Please set down only the lines running from the one with "In this exercise you will label the ochre" through the last line of the entries, exactly as written and without any pictures.

--- Records for the exercise Enclosed Below ---

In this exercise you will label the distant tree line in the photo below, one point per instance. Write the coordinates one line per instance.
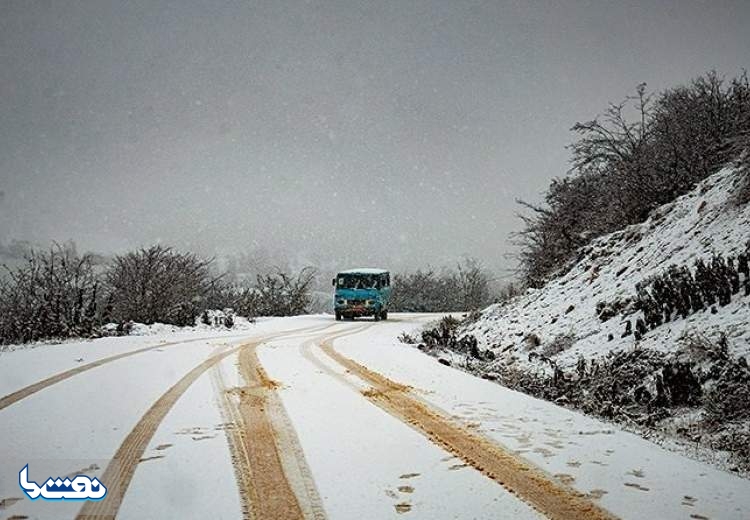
(636, 156)
(59, 293)
(467, 287)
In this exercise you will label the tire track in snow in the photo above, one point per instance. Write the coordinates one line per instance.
(31, 389)
(272, 473)
(119, 473)
(513, 473)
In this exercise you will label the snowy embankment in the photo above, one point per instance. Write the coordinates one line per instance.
(695, 226)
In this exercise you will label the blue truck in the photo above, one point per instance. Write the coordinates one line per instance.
(362, 292)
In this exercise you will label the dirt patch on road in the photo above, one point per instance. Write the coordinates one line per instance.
(271, 471)
(553, 499)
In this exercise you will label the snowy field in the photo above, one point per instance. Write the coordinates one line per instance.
(222, 417)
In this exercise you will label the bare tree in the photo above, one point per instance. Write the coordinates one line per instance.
(158, 284)
(54, 295)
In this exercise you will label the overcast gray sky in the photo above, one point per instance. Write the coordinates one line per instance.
(388, 133)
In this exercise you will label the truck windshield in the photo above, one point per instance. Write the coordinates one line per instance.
(358, 281)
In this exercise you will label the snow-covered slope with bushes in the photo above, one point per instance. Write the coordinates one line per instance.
(561, 319)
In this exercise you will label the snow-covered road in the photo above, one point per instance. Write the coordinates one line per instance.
(311, 418)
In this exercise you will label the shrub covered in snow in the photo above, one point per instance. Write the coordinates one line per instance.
(55, 294)
(157, 284)
(623, 169)
(465, 288)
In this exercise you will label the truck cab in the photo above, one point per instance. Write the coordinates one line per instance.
(362, 292)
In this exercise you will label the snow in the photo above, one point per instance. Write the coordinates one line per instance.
(597, 455)
(357, 453)
(364, 462)
(696, 225)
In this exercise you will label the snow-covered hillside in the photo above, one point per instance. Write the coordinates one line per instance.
(696, 225)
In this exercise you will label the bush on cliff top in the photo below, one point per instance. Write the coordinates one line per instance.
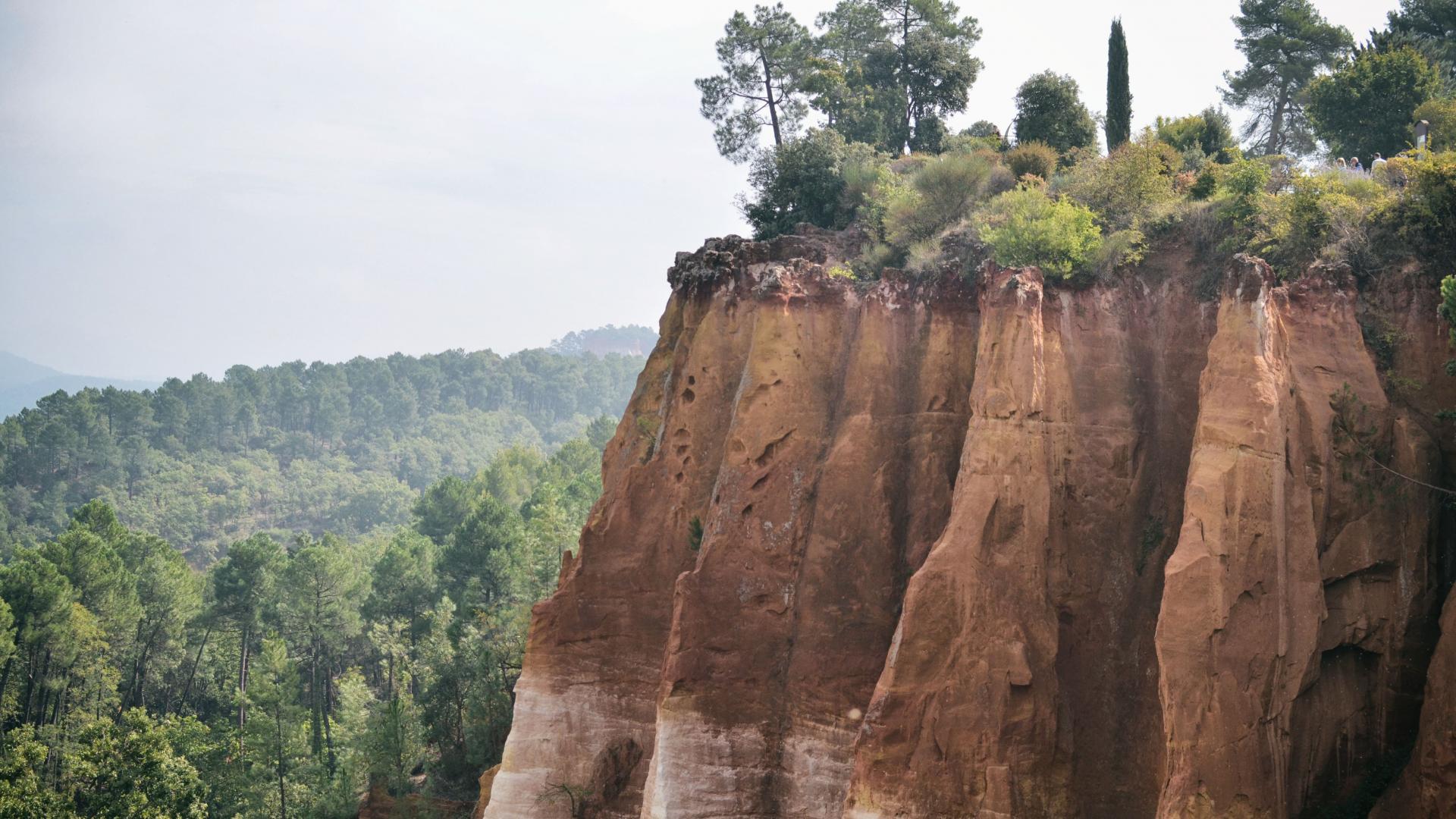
(924, 213)
(1027, 228)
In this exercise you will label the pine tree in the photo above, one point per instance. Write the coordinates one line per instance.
(1288, 44)
(1119, 127)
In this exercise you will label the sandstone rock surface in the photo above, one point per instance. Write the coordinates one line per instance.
(995, 548)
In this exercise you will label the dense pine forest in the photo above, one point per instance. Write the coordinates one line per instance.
(294, 670)
(294, 447)
(261, 595)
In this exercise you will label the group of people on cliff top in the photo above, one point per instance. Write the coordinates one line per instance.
(1353, 167)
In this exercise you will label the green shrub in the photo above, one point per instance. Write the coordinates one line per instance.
(1366, 105)
(1034, 159)
(1426, 216)
(938, 196)
(1206, 186)
(1245, 181)
(1025, 228)
(1327, 216)
(800, 181)
(873, 261)
(1128, 188)
(1206, 133)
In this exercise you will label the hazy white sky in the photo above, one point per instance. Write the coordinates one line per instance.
(191, 184)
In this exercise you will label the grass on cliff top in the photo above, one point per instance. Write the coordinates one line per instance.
(1082, 216)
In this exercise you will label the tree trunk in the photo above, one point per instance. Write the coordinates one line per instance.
(187, 689)
(283, 793)
(242, 691)
(905, 69)
(767, 91)
(315, 710)
(328, 733)
(1277, 123)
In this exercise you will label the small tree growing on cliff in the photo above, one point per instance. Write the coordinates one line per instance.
(1288, 42)
(1050, 110)
(764, 61)
(577, 799)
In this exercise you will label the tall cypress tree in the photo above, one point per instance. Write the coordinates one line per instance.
(1119, 95)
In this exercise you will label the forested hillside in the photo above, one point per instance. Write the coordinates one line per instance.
(294, 447)
(291, 672)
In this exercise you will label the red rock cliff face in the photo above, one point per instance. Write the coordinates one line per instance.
(989, 548)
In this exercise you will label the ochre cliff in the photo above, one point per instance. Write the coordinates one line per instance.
(992, 548)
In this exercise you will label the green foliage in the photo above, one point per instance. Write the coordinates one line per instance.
(341, 447)
(1327, 216)
(1245, 183)
(1442, 117)
(1033, 159)
(1204, 186)
(1209, 133)
(1025, 228)
(1429, 25)
(303, 670)
(764, 61)
(801, 181)
(890, 72)
(1367, 105)
(1286, 42)
(1119, 126)
(1130, 188)
(1050, 110)
(1424, 218)
(940, 194)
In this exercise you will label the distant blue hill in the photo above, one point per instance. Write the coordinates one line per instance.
(24, 382)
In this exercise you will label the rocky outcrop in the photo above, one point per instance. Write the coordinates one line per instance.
(989, 548)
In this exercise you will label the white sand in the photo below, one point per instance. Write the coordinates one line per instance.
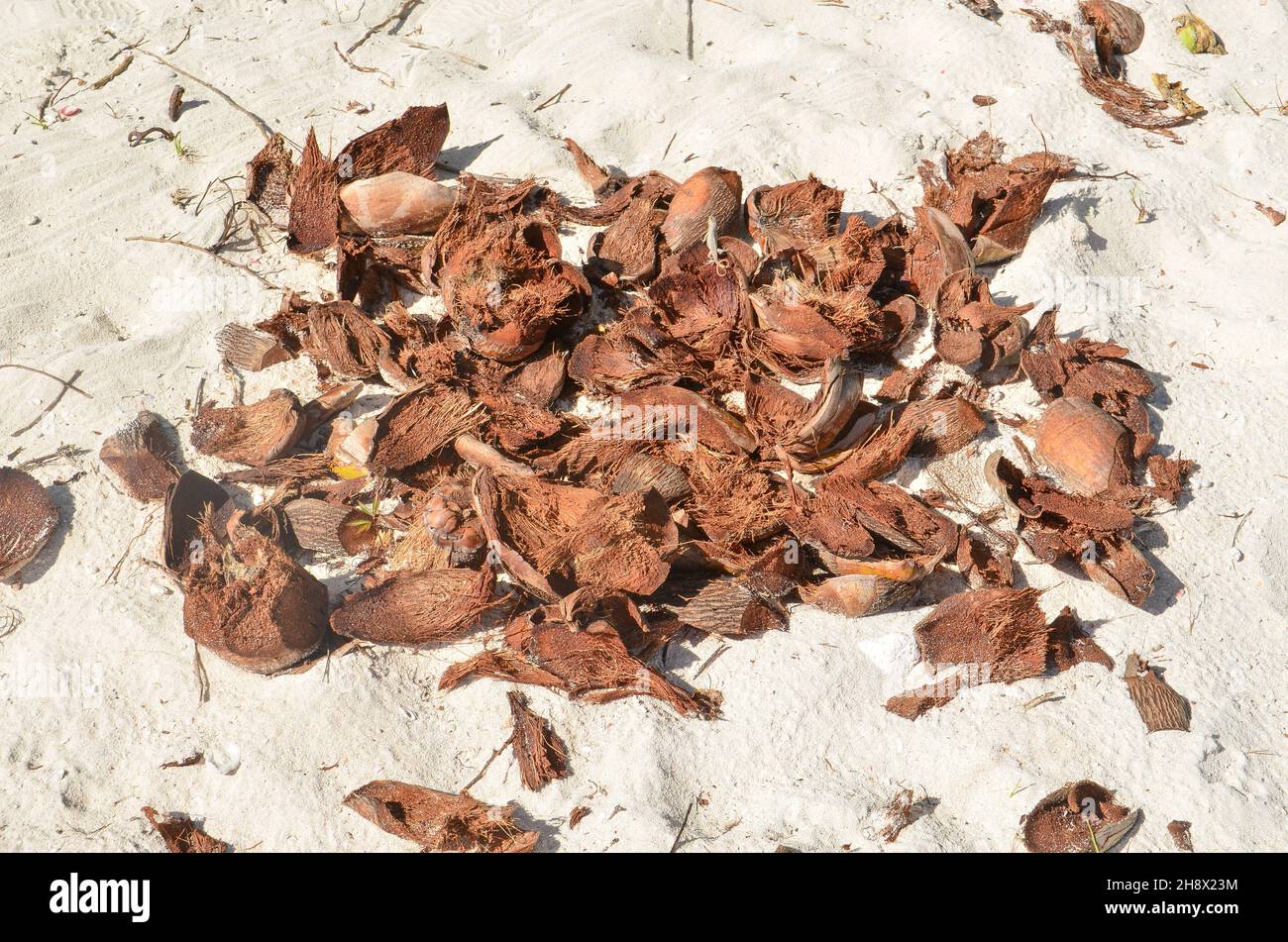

--- End of Enclosed Records for the exercise ---

◆ Exercise output:
In this exercise you will label the ochre cliff in the photo above, one point per instance. Write the coordinates one line per instance.
(992, 548)
In this exercise you will label the green foliage in the photo above, one point per instance. Write the coordinates one line per instance.
(341, 447)
(1327, 216)
(1245, 183)
(1442, 117)
(1033, 159)
(1204, 186)
(1209, 133)
(1025, 228)
(1429, 25)
(303, 670)
(764, 61)
(801, 181)
(890, 72)
(1367, 105)
(1286, 42)
(1119, 126)
(1130, 188)
(1050, 110)
(1424, 218)
(940, 194)
In this exercise you will label the distant blue hill in the photo above, one point per instance. Write the coordinates one line per instance.
(24, 382)
In this exercise you will label the rocky outcrop in the photo above, one point per instance. Write the coordinates one line per instance.
(989, 548)
In this exercise you will label the white sand in the photo below, one point per instance. Write the coordinates one line per instance.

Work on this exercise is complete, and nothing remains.